* _Görev tanımı A_: Nişan anısına göre İrem çocuğuna hangi adı vermişti?
* _Görev tanımı B_: Nişan anısını son cümlesinden sonra gelecek şekilde sürdür.

* _Verilen metin_:
· · · · ·

İkinci torunum Ece, İzmir'de nişanlandı.

Birinci torunum İrem, daha önceleri Ankara'da evlenmiş ve çocuğuna; "KİRAZ adını; bana ve kimseye danışmadan çoktan vermişti.

Kirazı meyve sanıp, yemeye kalkışırlar mı?" diye korktuğumu söylesem, elbette inanmayacaksınız.

İzmir'deki son nişanda, yüzük takma görevi bana verildi. Bu fırsattan yararlanarak "torunlarımın ve başkalarının çocuklarına; meyve isimleri koymamaları konusunda" sıkı tembihlerde ve uyarılarda bulundum. Özellikle benim ismimi seçmelerini tavsiye ettim tüm davetlilere!

Ecenin kardeşi Berk ve diğer kızımın oğlu Anıl, nişandan epeyce önce; konuşma işinin bana bırakılacağını haber verip; "Dede güldürülü konuş!"  diyerek ricada bulunmuşlardı. O işe biraz ağırlık verince; tören güldürü programına dönüştü adeta!

· · · · ·

[Kayıtlı girdiler]
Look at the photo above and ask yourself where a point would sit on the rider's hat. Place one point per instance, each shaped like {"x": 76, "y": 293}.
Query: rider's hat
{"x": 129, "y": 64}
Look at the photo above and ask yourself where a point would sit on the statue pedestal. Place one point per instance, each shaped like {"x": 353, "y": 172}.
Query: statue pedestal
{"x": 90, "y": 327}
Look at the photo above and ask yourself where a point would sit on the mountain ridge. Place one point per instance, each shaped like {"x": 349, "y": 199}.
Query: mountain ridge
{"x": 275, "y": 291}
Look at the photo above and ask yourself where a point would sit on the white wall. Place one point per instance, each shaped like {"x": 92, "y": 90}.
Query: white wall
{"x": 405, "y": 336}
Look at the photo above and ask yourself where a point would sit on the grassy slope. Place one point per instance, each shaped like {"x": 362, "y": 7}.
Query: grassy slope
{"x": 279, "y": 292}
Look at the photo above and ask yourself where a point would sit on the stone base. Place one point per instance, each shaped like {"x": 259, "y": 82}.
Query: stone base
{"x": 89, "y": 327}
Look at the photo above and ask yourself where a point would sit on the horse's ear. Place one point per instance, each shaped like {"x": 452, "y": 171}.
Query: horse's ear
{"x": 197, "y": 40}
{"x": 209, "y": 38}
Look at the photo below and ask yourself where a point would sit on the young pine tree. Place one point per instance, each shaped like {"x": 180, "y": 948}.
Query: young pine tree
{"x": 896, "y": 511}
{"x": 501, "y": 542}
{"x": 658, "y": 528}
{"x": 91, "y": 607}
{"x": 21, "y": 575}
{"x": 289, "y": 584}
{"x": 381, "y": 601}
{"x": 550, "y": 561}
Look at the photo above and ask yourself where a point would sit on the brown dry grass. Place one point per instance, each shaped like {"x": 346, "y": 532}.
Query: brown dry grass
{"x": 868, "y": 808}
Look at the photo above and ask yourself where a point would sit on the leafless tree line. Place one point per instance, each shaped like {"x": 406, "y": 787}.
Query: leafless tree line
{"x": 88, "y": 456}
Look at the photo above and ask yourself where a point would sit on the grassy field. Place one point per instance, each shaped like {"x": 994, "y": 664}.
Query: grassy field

· · · · ·

* _Beklenen çıktı A_: Kiraz.

* _Beklenen çıktı B_:
"Bu konuşmamı, Bodrum'da hastalandığı için, İzmir'deki törene gelemeyen eşime ithaf ediyorum!" dediğimde ise; o çok büyük salonda ekseriyet olan bayanlardan; dakikalarca alkış aldım.

Altı torunum var. Erkek torunlarım, evlenme işinde gevşek mi davranıyorlar yoksa! İki kız torunum evlendi; dört erkek torunumun hiç biri; öyle bir amaç taşıdıklarını belli bile etmediler.

İki büyük kızımın ilk çocukları da kız olmuştu. Sonra da birer oğulları oldu.

Elektronik mühendisi oğlumla, kanser profesörü olan en küçük kızımın ise; yalnızca birer erkek çocukları var. Biri liseye, öteki üniversiteye bu yıl başlayacaklar. İnşa Allah devamları gelir.

Nişan töreninde-çalgı- eğlence- ziyafet vesaire her şey mükemmeldi.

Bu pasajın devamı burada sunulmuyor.